Segment Open

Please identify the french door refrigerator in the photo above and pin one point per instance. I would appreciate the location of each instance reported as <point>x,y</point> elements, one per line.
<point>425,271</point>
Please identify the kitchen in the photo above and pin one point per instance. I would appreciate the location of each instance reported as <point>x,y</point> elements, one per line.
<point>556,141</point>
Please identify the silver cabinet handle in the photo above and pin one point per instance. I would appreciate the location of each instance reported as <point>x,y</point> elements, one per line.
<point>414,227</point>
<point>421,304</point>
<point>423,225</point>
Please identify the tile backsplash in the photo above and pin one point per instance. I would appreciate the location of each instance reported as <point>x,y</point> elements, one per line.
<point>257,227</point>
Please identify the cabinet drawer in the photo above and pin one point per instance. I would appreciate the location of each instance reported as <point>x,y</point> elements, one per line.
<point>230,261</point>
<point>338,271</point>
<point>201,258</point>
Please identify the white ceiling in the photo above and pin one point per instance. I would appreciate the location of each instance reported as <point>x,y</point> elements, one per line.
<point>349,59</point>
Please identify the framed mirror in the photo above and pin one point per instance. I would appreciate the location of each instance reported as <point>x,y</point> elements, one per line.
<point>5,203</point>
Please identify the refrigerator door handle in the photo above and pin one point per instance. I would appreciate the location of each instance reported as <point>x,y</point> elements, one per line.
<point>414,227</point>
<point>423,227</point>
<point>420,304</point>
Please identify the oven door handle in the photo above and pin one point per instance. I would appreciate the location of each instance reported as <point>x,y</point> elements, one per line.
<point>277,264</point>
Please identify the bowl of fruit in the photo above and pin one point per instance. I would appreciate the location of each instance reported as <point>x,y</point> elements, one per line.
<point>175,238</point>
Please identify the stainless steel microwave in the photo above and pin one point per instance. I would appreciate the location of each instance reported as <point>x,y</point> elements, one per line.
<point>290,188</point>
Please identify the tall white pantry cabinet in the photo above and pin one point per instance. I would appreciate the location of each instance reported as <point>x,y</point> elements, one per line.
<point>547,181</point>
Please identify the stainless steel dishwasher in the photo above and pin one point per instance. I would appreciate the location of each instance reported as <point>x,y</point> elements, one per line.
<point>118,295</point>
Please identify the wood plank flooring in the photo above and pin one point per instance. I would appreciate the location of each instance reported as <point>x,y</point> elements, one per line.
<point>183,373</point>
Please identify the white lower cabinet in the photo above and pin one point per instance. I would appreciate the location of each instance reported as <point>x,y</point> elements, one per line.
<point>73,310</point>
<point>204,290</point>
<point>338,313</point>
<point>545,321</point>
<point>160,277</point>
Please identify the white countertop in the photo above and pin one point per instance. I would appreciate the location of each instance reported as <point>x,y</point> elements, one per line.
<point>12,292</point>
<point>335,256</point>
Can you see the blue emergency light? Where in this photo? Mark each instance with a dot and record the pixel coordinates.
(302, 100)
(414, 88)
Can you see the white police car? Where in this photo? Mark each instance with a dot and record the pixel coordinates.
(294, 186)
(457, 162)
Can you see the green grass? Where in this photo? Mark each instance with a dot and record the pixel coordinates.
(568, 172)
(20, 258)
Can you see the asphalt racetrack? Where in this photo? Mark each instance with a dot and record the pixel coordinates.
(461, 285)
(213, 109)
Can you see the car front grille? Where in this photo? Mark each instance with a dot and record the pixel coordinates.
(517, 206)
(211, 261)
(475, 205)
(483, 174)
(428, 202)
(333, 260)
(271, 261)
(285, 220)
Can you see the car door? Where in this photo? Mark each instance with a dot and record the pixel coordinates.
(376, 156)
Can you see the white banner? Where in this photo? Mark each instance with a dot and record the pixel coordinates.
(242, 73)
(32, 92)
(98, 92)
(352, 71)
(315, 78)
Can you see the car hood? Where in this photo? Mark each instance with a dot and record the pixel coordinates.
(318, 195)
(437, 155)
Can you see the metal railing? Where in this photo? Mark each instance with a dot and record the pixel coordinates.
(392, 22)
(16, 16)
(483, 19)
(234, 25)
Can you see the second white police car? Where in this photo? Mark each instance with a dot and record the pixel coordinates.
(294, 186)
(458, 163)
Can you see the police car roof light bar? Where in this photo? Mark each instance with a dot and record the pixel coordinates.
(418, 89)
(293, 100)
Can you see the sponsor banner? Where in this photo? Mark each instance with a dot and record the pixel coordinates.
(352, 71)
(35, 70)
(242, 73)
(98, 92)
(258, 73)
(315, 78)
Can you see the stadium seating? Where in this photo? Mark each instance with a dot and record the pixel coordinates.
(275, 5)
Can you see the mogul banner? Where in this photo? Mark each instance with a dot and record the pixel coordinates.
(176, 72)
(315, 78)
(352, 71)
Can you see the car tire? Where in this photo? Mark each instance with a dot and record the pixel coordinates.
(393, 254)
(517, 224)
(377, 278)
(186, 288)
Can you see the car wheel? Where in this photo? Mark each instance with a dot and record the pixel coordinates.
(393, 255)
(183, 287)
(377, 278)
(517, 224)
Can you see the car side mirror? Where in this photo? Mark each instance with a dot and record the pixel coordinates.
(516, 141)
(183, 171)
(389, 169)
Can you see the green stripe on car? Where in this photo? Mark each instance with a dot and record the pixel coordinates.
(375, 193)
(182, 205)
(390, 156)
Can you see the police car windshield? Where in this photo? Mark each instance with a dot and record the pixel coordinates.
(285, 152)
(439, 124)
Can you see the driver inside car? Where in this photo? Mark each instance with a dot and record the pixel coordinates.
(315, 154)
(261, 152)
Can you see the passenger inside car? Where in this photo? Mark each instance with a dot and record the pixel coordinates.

Segment Closed

_Exercise details_.
Nothing but the lines from the one with "Can you see the car side" through the final line of the data above should be output, exactly as written.

_Written response_.
Can you see the car side mirror? Where in this photo? Mark each instance with a dot and record the pixel coordinates.
(516, 141)
(183, 171)
(389, 169)
Can you see the green stripe on car? Where in this photo? Mark each instance with a dot and record the pixel coordinates.
(375, 193)
(182, 205)
(390, 156)
Can you see the police car windshield? Where in this photo? Mark each instance with a dot and record the pixel coordinates.
(285, 152)
(439, 124)
Can you see the driver inside car? Where in this photo? Mark each instance with a dot and record the pixel coordinates.
(315, 154)
(261, 152)
Can you see the passenger inside car? Where in this photo? Mark each instance with a dot and record the pixel coordinates.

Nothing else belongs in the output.